**What you are asked to do**
Each line of the material holding the word "concrete" must be identified and copied.

**Source data**
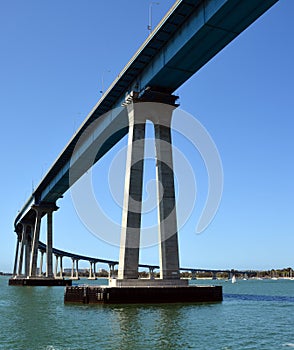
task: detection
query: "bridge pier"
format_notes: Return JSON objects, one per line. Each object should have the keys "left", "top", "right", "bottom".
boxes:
{"left": 70, "top": 258, "right": 80, "bottom": 280}
{"left": 14, "top": 222, "right": 33, "bottom": 277}
{"left": 149, "top": 267, "right": 155, "bottom": 279}
{"left": 88, "top": 261, "right": 96, "bottom": 280}
{"left": 28, "top": 203, "right": 58, "bottom": 278}
{"left": 191, "top": 270, "right": 197, "bottom": 280}
{"left": 10, "top": 214, "right": 71, "bottom": 286}
{"left": 113, "top": 91, "right": 185, "bottom": 287}
{"left": 54, "top": 255, "right": 64, "bottom": 278}
{"left": 108, "top": 263, "right": 116, "bottom": 279}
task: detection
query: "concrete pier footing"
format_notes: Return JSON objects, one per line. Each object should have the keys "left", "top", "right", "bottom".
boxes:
{"left": 9, "top": 277, "right": 72, "bottom": 286}
{"left": 64, "top": 284, "right": 222, "bottom": 304}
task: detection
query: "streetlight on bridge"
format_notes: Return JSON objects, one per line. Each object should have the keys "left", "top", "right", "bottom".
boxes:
{"left": 148, "top": 2, "right": 160, "bottom": 35}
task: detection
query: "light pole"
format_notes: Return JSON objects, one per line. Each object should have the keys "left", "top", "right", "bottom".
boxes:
{"left": 100, "top": 69, "right": 111, "bottom": 95}
{"left": 148, "top": 2, "right": 160, "bottom": 35}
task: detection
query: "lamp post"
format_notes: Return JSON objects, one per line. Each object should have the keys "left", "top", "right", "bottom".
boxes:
{"left": 148, "top": 2, "right": 160, "bottom": 35}
{"left": 100, "top": 70, "right": 111, "bottom": 95}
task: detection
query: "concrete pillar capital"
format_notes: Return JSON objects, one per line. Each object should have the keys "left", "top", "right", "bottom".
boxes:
{"left": 19, "top": 221, "right": 33, "bottom": 234}
{"left": 31, "top": 202, "right": 59, "bottom": 215}
{"left": 126, "top": 100, "right": 177, "bottom": 127}
{"left": 123, "top": 89, "right": 179, "bottom": 126}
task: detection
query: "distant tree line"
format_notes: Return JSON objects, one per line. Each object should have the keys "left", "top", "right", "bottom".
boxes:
{"left": 2, "top": 267, "right": 293, "bottom": 279}
{"left": 59, "top": 267, "right": 293, "bottom": 279}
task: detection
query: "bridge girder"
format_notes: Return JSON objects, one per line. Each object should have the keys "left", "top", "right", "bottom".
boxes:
{"left": 15, "top": 0, "right": 278, "bottom": 228}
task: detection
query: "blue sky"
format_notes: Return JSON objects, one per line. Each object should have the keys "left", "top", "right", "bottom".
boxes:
{"left": 1, "top": 0, "right": 293, "bottom": 273}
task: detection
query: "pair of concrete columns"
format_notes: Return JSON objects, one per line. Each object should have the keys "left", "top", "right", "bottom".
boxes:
{"left": 13, "top": 225, "right": 32, "bottom": 277}
{"left": 31, "top": 204, "right": 58, "bottom": 278}
{"left": 54, "top": 255, "right": 64, "bottom": 278}
{"left": 14, "top": 203, "right": 57, "bottom": 278}
{"left": 118, "top": 99, "right": 180, "bottom": 280}
{"left": 71, "top": 258, "right": 80, "bottom": 279}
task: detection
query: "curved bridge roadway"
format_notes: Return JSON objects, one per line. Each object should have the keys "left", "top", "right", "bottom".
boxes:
{"left": 38, "top": 240, "right": 250, "bottom": 280}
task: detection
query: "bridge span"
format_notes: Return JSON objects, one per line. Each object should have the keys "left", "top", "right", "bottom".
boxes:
{"left": 18, "top": 239, "right": 252, "bottom": 281}
{"left": 11, "top": 0, "right": 278, "bottom": 286}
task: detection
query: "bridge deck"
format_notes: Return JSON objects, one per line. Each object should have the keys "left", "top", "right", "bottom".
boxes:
{"left": 15, "top": 0, "right": 278, "bottom": 227}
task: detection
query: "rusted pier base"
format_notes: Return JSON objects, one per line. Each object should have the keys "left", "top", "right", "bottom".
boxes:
{"left": 64, "top": 285, "right": 222, "bottom": 304}
{"left": 9, "top": 278, "right": 72, "bottom": 286}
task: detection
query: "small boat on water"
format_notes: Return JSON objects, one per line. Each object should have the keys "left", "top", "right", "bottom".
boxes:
{"left": 232, "top": 275, "right": 237, "bottom": 284}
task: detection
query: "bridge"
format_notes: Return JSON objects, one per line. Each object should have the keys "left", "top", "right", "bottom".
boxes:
{"left": 10, "top": 0, "right": 278, "bottom": 291}
{"left": 16, "top": 239, "right": 252, "bottom": 281}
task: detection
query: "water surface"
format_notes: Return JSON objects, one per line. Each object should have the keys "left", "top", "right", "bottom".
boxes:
{"left": 0, "top": 277, "right": 293, "bottom": 349}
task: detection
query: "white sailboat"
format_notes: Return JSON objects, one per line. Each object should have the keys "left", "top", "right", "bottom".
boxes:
{"left": 232, "top": 275, "right": 237, "bottom": 284}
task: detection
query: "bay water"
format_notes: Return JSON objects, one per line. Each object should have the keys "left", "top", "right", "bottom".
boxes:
{"left": 0, "top": 276, "right": 293, "bottom": 349}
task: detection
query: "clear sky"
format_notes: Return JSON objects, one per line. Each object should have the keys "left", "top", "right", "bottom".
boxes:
{"left": 1, "top": 0, "right": 293, "bottom": 273}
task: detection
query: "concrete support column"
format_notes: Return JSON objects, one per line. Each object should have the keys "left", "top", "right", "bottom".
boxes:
{"left": 75, "top": 259, "right": 79, "bottom": 279}
{"left": 18, "top": 225, "right": 27, "bottom": 276}
{"left": 108, "top": 264, "right": 112, "bottom": 279}
{"left": 29, "top": 207, "right": 42, "bottom": 277}
{"left": 71, "top": 259, "right": 75, "bottom": 278}
{"left": 13, "top": 233, "right": 21, "bottom": 276}
{"left": 59, "top": 256, "right": 63, "bottom": 278}
{"left": 88, "top": 262, "right": 96, "bottom": 280}
{"left": 118, "top": 102, "right": 146, "bottom": 279}
{"left": 89, "top": 262, "right": 93, "bottom": 279}
{"left": 93, "top": 263, "right": 96, "bottom": 278}
{"left": 46, "top": 210, "right": 54, "bottom": 278}
{"left": 39, "top": 251, "right": 44, "bottom": 277}
{"left": 154, "top": 109, "right": 180, "bottom": 280}
{"left": 54, "top": 255, "right": 59, "bottom": 277}
{"left": 25, "top": 233, "right": 31, "bottom": 277}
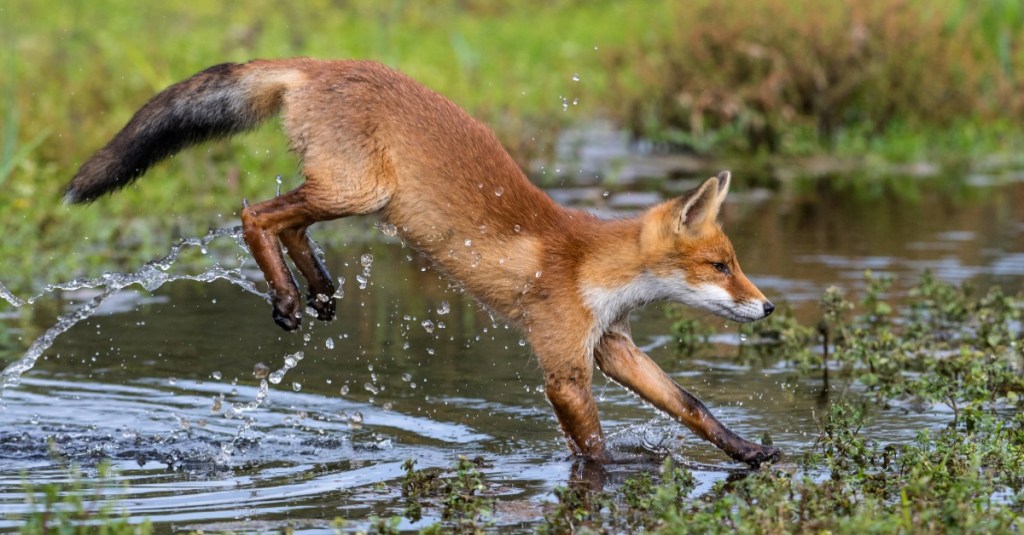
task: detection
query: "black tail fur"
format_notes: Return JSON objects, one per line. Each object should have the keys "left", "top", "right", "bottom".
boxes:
{"left": 65, "top": 62, "right": 273, "bottom": 203}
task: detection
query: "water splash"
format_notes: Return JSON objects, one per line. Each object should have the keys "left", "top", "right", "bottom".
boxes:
{"left": 0, "top": 226, "right": 269, "bottom": 397}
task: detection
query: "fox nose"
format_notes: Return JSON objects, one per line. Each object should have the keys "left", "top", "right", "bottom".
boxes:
{"left": 763, "top": 301, "right": 775, "bottom": 317}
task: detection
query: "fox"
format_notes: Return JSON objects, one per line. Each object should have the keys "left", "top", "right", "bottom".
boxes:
{"left": 65, "top": 58, "right": 780, "bottom": 467}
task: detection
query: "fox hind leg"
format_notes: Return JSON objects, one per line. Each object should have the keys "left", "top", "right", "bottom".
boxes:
{"left": 241, "top": 187, "right": 326, "bottom": 330}
{"left": 241, "top": 160, "right": 395, "bottom": 330}
{"left": 279, "top": 225, "right": 336, "bottom": 322}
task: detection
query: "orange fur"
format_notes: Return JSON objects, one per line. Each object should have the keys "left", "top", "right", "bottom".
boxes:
{"left": 68, "top": 59, "right": 779, "bottom": 466}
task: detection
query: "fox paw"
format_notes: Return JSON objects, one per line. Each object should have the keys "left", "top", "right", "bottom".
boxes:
{"left": 271, "top": 294, "right": 302, "bottom": 331}
{"left": 735, "top": 446, "right": 782, "bottom": 468}
{"left": 307, "top": 292, "right": 336, "bottom": 322}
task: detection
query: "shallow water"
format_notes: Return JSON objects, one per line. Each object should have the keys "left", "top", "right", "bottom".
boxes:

**Your response**
query: "concrete pier footing"
query: "concrete pillar capital"
query: "pair of concrete columns"
query: "concrete support column"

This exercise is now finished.